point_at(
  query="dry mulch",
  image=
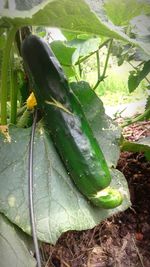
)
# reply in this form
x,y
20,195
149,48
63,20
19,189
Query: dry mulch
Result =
x,y
122,240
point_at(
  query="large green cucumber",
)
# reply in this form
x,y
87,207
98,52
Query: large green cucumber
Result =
x,y
67,124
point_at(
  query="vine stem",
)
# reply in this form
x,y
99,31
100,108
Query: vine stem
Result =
x,y
101,78
4,73
13,90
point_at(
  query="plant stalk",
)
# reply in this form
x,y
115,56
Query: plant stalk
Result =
x,y
86,57
4,73
13,92
101,78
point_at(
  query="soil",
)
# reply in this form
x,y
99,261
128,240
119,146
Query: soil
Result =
x,y
122,240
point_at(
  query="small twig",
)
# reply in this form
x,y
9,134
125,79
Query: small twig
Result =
x,y
138,253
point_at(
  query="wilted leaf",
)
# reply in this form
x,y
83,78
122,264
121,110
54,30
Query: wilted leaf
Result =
x,y
14,246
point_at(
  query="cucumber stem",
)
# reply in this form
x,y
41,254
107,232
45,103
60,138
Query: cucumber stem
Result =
x,y
102,77
4,73
13,91
108,198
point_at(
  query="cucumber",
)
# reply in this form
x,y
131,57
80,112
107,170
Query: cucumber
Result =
x,y
67,124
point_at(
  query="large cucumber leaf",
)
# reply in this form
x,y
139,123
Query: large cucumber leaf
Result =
x,y
78,16
59,206
14,246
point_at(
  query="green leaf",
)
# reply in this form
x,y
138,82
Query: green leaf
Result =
x,y
14,246
106,131
59,206
136,77
65,14
127,10
84,47
63,52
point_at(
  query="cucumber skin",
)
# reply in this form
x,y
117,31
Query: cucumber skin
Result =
x,y
70,131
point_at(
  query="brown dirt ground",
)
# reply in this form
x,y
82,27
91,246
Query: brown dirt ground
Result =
x,y
122,240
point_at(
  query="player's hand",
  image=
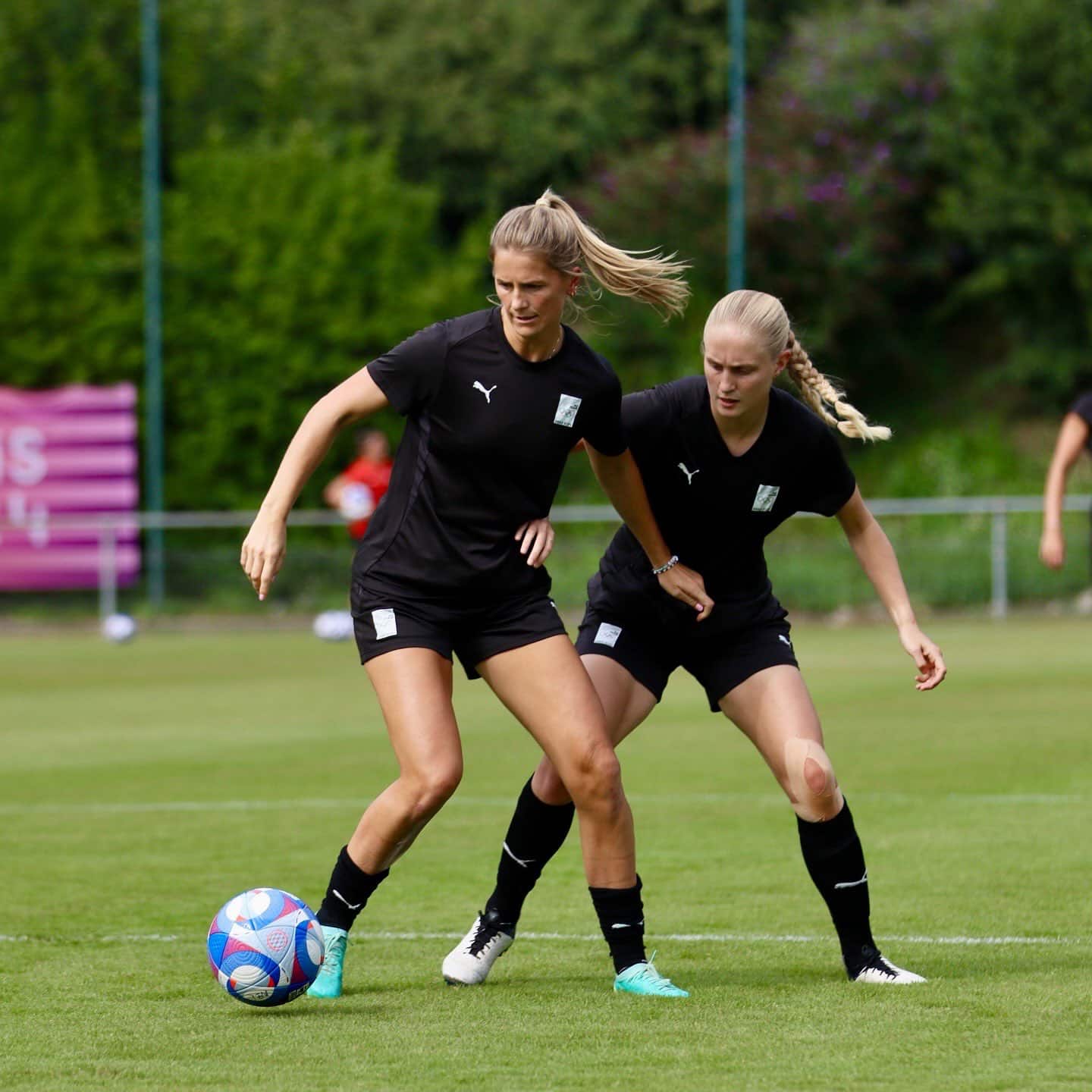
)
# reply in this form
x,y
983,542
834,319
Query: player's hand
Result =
x,y
930,663
1052,550
536,541
263,551
687,587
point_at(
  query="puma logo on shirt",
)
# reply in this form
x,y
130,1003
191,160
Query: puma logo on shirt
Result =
x,y
764,497
567,406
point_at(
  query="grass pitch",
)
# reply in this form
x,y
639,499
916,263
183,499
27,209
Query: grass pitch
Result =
x,y
142,786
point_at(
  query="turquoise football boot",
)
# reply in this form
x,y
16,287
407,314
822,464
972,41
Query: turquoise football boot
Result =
x,y
645,978
328,984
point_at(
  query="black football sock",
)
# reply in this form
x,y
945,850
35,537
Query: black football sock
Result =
x,y
347,893
622,920
836,866
536,833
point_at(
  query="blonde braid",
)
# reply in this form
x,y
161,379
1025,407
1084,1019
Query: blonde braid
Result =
x,y
819,392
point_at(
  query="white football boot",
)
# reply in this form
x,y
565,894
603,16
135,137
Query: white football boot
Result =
x,y
469,961
879,971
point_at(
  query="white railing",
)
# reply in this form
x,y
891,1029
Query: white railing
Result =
x,y
108,528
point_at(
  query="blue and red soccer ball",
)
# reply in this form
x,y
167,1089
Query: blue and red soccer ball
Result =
x,y
265,947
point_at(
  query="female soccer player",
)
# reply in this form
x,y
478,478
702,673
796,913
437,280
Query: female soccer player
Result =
x,y
1075,435
726,458
495,401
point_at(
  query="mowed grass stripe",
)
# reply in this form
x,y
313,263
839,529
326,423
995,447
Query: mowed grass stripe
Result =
x,y
711,938
223,761
1005,799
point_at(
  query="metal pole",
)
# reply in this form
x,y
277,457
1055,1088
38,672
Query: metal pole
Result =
x,y
107,571
153,293
999,563
737,143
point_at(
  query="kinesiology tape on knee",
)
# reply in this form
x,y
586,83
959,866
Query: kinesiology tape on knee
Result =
x,y
811,783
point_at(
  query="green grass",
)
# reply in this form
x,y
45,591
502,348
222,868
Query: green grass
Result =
x,y
121,767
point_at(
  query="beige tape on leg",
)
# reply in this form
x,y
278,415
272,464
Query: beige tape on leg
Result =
x,y
811,783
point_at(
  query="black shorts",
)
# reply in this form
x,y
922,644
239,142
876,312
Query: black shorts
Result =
x,y
736,642
473,627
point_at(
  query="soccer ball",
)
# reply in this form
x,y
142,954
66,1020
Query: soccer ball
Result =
x,y
119,628
265,947
333,626
357,501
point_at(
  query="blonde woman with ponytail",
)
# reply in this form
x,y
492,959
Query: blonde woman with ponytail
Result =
x,y
451,561
726,458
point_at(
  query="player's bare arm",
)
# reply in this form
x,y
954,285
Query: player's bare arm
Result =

§ **Assignment**: Wherever the word "stem" appears in the entries above, copy that line.

§ **Answer to this exercise**:
  query="vine stem",
Query: vine stem
  query="cucumber stem",
Query: cucumber stem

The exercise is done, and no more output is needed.